§ GOAL
Swap every "keypoint" in the material below for "reference point", and reproduce the rest of the material unchanged.
## start MATERIAL PROVIDED
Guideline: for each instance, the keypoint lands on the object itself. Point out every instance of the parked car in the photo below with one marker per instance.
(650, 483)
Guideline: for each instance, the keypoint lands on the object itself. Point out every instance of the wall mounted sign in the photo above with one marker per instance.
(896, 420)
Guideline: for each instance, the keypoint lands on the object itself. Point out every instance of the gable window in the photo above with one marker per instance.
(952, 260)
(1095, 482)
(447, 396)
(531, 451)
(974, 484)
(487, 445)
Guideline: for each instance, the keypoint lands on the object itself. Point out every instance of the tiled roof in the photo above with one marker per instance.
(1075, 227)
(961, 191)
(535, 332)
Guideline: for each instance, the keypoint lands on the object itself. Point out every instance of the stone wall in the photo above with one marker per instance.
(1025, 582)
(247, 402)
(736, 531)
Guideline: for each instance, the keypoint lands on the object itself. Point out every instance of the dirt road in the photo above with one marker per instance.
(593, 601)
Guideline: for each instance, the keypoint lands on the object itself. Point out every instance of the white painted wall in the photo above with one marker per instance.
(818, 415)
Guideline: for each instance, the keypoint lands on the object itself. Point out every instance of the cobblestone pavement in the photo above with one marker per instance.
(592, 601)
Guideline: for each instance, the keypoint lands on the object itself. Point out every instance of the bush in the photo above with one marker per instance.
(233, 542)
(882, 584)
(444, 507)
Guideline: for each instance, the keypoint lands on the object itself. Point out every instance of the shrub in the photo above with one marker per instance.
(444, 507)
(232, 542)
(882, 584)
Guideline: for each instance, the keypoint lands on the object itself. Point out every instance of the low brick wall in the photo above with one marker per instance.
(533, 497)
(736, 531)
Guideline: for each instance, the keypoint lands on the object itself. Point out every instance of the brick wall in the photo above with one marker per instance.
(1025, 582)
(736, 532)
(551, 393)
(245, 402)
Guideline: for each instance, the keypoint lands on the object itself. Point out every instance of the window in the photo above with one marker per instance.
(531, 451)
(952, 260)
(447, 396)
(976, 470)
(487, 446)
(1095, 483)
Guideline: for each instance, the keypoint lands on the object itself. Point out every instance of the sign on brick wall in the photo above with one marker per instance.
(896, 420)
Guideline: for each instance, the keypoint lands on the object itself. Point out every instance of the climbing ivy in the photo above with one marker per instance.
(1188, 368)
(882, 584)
## end MATERIAL PROVIDED
§ OUTPUT BELOW
Guideline: for each instance, the reference point lands on the object itself. Point out every instance of the parked car in the photo below with one marker per instance.
(650, 483)
Guideline: for each instance, the reference point lands on the object itself. Point out every instance of the wall mounted sign in the photo above with one marker per instance.
(896, 420)
Guideline: for each instance, the reference point lands on the object itself. Point out every instance of the gable window in the photo above with one marker per instance.
(952, 260)
(1095, 482)
(447, 396)
(531, 451)
(974, 484)
(487, 445)
Guideline: for each instance, the reference point lands on the object itself. Point out every instance of the tiled roof in the photo above with one marker per instance.
(1075, 227)
(961, 191)
(535, 332)
Guideline: for each instance, the reference point lands on the object itself. Point out every instance of the stone wall in the photo above with one marker per instance.
(1025, 582)
(247, 402)
(736, 531)
Guideline: for each instance, the reference point lands on the object itself. Point out every instance of the dirt road in the photo above with one marker per instance.
(593, 601)
Guideline: for each instance, the reference point lands on the object itself. Point out every instance of the white painted wall in the photo above with one marker per instance.
(818, 415)
Guideline: for each instance, the reference point lands on the object itself. Point out every instance of the cobblestone pavement in the photo above with one marker per instance.
(592, 601)
Guideline: for each instance, the reference point lands on the object itself. Point out every instance of the bush in the photo above with one marker per instance.
(233, 542)
(882, 584)
(444, 507)
Guideline: for each instance, the reference point lands on the object itself. Point out every instance of the shrub in the photo above with one marker per instance.
(444, 507)
(232, 542)
(882, 584)
Guideline: for each instance, the reference point lands on the object itself. Point out every instance of the low brick wall in the photo above with one marker per instance.
(533, 497)
(736, 531)
Guideline: for each instance, the reference point lands on the object itself. Point out every instance of the brick wall in the photo above with one marker per instance.
(1025, 582)
(736, 532)
(551, 393)
(245, 402)
Guideline: for each instance, the reference point lands on the object itself. Point out every instance of the window in the photo above with one marker per instance.
(531, 451)
(952, 260)
(447, 396)
(976, 470)
(487, 446)
(1095, 483)
Guideline: for each instance, the reference point lands on the object itself. Point out every instance of the sign on brick wall in the photo above with one marker per instance.
(896, 420)
Guideline: for each instance, the reference point lands on the object itself. Point out every instance of the climbing ivy in the photo above with one marker per instance.
(1188, 368)
(882, 584)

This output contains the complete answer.